>> START SELECTED TEXT
The question asked in Pentagon corridors is what's next for Gen. Casey? Defense sources say the door is open if he wants another four-star post.

Three three-star Army generals are often mentioned inside the Pentagon's E-ring as replacements: Peter Chiarelli, the top tactical commander in Iraq; Martin Dempsey, who heads the critical task of training and equipping the Iraqi Security Forces (ISF); and David Petraeus, Gen. Dempsey's predecessor who commands the Combined Arms Center at Fort Leavenworth, Kan.

Gen. Petraeus would be a likely front-runner. Mr. Rumsfeld admired his work getting the ISF on its feet. He has overseen the writing of a new counterinsurgency field manual, so he knows the Iraq mission, cover to cover.

A military officer says don't look for Gen. Casey to transfer any time soon.

Military votes
Sen. Conrad Burns, Montana Republican, has had to bust up the Pentagon furniture to persuade it to fully adopt the integrated voting alternative site, or IVAS. It is a secure connection whereby a deployed person can download an absentee ballot from his or her county election board and mail it in. It greatly cuts the time to complete and mail in a ballot, meaning more service members should be able to beat their local election board's deadline to vote.

Mr. Burns blocked several Defense Department nominations until he thought the bureaucrats were finally adopting IVAS, as called for in Congress' 2004 defense budget.

There is an independent report that backs Mr. Burns' stance. "Successful outcomes from either the current [Federal Voter Assistance Program] or the continued IVAS effort are questionable at this point," said the August report by a military officer.

It said that after the 2004 election, the Pentagon dropped IVAS altogether. It did not restart it until the 2006 defense bill authorized it and then Mr. Burns raised concerns.

Citing "significant friction," the report also said the Pentagon's voter assistance office and the IVAS developer did not get along.

Deterring North Korea
Defense Secretary Donald H. Rumsfeld warned North Korea this week not to transfer nuclear weapons to any "non-state" entity and suggested that doing so would lead to an attack on the Pyongyang regime.

Asked after a speech at Maxwell Air Force Base, Ala., about nuclear deterrence against rogue states, Mr. Rumsfeld noted that "the world is different" today than during the Cold War.

"If you have countries that are nuclear countries and one of two things happens: They transfer those capabilities, their illegal capabilities, to non-state entities, terrorist organizations of one type or another, or they're led by somebody who has a martyr complex and believes that it's OK to have great catastrophic events occur in the world, in those cases, standard deterrents don't work," he said Wednesday.

Mr. Rumsfeld said that since North Korea's nuclear test Oct. 9, the president has said "that were a nuclear country to transfer nuclear capabilities to a non-state entity, that they would be held fully accountable for that."

He did not elaborate, but the phrase "held fully accountable" has been used in the past by U.S. leaders to threaten massive retaliation.

A CIA report to Congress last year stated that "we remain concerned about North Korea's potential for exporting nuclear materials or technology," noting that in 2003 a North Korean official threatened privately to export nuclear weapons.

Casualty count
One of the military services has seen a reduction in deaths, but it has little to do with battlefields in Afghanistan or Iraq.
>> END SELECTED TEXT
>> START LISTING
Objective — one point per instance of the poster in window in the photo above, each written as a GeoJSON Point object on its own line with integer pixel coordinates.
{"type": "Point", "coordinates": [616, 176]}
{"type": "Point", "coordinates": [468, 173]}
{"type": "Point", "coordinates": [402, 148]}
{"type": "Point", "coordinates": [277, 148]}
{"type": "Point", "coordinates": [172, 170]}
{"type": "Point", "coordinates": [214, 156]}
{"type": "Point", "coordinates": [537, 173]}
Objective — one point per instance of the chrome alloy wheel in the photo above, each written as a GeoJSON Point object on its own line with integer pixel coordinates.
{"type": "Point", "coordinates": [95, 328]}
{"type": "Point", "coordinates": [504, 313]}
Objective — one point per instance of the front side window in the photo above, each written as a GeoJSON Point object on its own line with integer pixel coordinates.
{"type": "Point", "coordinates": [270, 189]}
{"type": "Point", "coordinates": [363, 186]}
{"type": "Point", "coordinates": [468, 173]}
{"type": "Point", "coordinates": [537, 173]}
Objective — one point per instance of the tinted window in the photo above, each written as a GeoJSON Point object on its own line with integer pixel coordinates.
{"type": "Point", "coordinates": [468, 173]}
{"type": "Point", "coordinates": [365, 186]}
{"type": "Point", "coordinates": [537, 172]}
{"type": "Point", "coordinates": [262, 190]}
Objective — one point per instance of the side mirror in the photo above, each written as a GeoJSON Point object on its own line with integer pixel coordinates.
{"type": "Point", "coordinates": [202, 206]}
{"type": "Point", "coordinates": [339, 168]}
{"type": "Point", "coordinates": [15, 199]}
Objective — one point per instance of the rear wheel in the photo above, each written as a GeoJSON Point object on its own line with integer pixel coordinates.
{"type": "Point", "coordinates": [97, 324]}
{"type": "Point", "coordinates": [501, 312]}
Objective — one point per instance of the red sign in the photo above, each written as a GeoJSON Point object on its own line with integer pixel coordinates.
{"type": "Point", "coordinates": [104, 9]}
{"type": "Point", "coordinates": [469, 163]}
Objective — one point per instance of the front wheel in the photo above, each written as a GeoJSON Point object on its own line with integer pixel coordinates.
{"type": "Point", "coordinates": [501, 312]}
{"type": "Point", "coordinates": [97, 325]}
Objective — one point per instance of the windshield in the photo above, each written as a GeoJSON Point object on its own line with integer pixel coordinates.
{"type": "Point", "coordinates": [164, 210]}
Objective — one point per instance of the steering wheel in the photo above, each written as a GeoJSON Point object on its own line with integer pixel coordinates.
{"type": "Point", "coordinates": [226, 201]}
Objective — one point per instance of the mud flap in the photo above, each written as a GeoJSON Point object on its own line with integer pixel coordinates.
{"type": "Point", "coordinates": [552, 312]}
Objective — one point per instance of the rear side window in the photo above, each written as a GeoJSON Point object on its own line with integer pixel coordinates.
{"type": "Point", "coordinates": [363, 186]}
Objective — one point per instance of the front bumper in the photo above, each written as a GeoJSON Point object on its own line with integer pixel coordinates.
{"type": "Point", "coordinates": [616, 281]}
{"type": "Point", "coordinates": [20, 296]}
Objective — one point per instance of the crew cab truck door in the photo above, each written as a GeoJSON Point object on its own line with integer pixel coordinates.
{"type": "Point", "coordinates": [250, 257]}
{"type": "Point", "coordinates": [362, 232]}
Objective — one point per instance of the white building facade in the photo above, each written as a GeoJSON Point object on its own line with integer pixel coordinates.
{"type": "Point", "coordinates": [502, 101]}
>> END LISTING
- **PROBLEMS AND TASKS**
1. Render this sentence from the defense column into French: "Citing "significant friction," the report also said the Pentagon's voter assistance office and the IVAS developer did not get along."
2. Reproduce word for word the stretch of the defense column that opens with the words "Mr. Burns blocked" and closes with "not get along.".

- **THE REPLIES**
1. Invoquant des « frictions importantes », le rapport indiquait également que le bureau d'aide aux électeurs du Pentagone et le développeur de l'IVAS ne s'entendaient pas.

2.
Mr. Burns blocked several Defense Department nominations until he thought the bureaucrats were finally adopting IVAS, as called for in Congress' 2004 defense budget.

There is an independent report that backs Mr. Burns' stance. "Successful outcomes from either the current [Federal Voter Assistance Program] or the continued IVAS effort are questionable at this point," said the August report by a military officer.

It said that after the 2004 election, the Pentagon dropped IVAS altogether. It did not restart it until the 2006 defense bill authorized it and then Mr. Burns raised concerns.

Citing "significant friction," the report also said the Pentagon's voter assistance office and the IVAS developer did not get along.